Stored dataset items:
————
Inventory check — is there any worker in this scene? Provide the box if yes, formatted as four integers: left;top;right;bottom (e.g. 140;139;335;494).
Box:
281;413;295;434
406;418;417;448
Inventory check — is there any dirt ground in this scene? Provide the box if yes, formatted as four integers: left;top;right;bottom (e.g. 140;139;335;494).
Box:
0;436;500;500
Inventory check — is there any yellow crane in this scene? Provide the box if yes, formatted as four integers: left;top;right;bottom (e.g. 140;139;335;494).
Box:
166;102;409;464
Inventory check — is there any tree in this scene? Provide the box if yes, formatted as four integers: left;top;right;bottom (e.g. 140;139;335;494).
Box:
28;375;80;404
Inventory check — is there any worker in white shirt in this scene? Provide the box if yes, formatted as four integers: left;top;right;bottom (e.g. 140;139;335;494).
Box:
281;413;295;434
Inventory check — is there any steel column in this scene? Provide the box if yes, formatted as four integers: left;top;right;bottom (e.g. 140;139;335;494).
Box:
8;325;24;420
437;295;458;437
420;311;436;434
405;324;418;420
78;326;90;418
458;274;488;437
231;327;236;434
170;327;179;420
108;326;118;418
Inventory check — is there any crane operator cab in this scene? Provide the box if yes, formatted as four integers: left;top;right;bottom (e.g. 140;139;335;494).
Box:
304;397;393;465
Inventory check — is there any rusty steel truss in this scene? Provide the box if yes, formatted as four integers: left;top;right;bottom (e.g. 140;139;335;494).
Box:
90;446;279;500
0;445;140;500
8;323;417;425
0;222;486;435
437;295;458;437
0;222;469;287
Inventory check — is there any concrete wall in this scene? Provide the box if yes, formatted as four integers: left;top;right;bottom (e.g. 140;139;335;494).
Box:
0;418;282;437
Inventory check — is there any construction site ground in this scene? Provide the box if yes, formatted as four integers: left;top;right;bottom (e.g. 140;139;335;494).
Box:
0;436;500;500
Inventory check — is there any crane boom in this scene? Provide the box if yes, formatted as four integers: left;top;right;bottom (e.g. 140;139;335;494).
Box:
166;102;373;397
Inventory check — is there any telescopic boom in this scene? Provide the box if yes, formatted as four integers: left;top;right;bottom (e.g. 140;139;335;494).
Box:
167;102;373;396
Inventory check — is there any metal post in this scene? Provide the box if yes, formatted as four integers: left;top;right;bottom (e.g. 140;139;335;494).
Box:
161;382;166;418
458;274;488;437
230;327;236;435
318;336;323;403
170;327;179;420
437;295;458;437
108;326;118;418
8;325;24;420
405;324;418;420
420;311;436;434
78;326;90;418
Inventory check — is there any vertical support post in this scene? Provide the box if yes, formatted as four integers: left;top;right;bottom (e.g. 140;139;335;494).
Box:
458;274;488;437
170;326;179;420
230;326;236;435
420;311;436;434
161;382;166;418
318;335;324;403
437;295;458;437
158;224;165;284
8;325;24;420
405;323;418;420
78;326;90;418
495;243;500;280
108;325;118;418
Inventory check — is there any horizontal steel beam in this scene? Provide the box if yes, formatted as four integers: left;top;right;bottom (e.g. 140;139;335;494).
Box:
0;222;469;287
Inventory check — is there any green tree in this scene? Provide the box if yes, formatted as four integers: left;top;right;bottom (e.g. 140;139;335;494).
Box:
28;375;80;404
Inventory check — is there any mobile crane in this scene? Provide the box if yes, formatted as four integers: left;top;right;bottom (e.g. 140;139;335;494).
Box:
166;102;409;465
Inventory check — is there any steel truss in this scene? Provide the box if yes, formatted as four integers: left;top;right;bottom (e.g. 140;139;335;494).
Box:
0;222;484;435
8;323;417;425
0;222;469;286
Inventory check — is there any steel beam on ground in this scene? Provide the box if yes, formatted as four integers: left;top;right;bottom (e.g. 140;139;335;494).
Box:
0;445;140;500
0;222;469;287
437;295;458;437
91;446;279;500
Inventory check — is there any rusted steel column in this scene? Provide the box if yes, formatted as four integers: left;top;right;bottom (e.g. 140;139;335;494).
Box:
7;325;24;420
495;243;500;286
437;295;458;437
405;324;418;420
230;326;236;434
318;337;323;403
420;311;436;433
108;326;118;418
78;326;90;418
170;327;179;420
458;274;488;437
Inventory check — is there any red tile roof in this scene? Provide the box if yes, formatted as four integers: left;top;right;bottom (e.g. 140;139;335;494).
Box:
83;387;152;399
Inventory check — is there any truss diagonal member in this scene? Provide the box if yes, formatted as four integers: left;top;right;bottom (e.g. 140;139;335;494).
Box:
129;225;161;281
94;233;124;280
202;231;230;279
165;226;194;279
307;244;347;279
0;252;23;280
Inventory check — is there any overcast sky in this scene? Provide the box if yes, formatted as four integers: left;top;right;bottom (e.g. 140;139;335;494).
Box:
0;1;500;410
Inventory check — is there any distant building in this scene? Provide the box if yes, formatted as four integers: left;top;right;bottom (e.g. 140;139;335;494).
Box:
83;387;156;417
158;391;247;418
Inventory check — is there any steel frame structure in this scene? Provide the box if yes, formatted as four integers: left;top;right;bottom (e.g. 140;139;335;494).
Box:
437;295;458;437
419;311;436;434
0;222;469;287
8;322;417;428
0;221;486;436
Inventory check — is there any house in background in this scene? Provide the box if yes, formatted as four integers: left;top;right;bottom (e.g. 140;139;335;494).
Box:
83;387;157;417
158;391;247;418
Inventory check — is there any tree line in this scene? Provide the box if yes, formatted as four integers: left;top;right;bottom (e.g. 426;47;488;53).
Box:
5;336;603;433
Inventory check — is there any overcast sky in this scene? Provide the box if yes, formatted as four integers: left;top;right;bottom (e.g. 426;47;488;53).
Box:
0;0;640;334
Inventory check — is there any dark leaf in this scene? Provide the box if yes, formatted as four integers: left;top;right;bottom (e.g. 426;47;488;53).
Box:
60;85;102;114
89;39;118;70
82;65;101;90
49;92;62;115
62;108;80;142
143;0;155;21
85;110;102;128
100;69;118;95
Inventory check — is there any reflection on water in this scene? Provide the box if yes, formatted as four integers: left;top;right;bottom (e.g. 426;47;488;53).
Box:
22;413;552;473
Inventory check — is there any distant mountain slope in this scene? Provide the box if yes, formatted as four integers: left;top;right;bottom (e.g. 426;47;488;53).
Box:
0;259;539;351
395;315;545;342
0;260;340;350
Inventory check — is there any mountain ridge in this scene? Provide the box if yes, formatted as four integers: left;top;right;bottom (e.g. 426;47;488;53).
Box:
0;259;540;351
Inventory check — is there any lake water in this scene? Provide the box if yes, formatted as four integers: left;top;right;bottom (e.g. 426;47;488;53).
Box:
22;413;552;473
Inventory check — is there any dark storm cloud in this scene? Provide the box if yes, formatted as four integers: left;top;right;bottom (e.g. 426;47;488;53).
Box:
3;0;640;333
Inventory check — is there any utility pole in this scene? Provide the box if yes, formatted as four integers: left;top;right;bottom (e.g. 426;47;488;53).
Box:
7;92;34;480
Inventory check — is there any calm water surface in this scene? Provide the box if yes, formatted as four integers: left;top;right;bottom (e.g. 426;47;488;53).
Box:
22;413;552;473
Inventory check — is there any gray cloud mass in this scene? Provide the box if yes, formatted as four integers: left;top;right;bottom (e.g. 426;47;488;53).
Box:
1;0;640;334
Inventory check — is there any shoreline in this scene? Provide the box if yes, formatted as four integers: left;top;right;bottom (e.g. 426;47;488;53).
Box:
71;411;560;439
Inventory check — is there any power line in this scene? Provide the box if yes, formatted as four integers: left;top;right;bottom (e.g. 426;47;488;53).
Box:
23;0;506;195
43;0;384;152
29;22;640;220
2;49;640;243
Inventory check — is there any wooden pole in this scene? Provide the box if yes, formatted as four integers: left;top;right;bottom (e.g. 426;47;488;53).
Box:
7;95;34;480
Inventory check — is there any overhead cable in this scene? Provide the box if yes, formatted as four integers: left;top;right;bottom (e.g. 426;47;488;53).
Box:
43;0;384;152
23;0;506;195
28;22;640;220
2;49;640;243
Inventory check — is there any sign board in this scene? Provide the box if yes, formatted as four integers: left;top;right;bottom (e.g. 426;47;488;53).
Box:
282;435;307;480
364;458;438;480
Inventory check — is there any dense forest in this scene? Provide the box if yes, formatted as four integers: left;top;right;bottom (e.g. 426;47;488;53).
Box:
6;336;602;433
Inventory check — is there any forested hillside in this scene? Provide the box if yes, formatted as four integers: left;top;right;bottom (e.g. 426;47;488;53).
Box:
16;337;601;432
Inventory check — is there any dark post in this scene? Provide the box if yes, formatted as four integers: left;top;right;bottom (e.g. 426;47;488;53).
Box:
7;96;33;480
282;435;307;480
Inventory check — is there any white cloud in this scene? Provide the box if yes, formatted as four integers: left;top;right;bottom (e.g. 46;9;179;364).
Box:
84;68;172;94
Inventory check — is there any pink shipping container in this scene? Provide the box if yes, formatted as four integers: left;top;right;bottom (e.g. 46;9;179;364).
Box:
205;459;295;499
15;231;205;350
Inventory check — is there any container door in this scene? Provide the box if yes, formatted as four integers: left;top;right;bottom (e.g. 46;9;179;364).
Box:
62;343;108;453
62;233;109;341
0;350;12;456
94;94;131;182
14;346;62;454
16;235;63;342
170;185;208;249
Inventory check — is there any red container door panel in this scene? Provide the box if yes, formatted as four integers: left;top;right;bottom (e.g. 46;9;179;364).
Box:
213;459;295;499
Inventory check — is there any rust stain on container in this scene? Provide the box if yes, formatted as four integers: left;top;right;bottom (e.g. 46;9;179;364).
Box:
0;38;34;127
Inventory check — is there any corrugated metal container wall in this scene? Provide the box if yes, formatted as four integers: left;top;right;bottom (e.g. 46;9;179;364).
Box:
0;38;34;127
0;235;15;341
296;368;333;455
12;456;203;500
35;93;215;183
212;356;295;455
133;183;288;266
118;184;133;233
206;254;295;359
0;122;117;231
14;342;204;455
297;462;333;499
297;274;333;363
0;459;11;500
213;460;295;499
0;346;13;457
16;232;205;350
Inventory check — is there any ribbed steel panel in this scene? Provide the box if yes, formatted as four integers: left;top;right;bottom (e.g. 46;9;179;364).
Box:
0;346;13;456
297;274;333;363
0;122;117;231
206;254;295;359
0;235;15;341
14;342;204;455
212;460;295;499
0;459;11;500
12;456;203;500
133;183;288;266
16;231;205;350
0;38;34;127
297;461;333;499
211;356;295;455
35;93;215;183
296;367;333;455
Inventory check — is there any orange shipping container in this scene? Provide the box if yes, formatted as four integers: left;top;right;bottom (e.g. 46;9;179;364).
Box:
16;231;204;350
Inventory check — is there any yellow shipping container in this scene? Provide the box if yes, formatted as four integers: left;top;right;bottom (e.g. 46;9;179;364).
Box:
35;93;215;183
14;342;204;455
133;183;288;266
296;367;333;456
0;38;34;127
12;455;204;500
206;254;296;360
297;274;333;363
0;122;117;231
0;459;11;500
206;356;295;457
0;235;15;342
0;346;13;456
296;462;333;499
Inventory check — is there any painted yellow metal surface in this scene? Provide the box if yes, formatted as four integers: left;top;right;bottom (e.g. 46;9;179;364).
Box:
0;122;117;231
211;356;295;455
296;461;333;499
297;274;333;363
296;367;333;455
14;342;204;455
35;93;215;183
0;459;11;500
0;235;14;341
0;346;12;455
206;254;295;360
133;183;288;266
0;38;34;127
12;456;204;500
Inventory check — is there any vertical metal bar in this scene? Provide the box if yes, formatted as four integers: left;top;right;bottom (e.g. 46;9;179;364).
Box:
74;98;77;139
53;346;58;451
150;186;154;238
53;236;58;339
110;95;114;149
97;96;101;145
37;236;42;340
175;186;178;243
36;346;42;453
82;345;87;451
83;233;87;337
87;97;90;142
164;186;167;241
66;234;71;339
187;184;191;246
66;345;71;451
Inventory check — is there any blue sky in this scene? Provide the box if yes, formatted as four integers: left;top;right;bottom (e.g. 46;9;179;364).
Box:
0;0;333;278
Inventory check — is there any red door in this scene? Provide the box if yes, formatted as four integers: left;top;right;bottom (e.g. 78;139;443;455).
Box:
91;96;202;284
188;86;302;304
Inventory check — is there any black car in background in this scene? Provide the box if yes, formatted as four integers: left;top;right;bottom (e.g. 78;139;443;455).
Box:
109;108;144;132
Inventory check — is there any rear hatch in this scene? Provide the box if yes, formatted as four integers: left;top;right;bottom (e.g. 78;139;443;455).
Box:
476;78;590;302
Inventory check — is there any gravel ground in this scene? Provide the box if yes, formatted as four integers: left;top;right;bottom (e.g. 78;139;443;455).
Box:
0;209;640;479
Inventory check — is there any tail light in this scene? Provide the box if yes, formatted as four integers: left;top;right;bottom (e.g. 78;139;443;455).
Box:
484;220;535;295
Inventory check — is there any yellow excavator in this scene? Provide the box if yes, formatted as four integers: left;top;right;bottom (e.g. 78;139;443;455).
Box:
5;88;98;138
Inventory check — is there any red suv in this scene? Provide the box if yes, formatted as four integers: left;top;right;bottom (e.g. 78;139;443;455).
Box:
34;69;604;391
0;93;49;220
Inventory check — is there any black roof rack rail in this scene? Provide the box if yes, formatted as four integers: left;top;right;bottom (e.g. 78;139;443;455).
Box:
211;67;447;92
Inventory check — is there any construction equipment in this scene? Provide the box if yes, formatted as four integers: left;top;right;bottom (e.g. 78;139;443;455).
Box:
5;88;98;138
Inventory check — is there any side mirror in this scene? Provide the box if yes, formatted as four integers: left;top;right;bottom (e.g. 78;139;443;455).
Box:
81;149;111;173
————
▸ Task
Scale everything from the line containing "Inventory check — is there any container" down to the line containing "170;185;208;249", both lines included, and write out only those lines. Keep the requests and their sample coordinates unchanged, and multiply each box coordinate in the answers by 2.6, rounding to whole numbers with halves rounded up.

▸ Solved problem
Inventory check — is there any container door in this scene? Provide the box if yes, formatted as four integers: left;top;right;bottom (e.g. 46;9;179;364).
Box:
161;892;281;1178
161;606;283;887
0;910;31;1186
244;244;341;473
36;900;161;1180
42;611;164;889
442;481;541;647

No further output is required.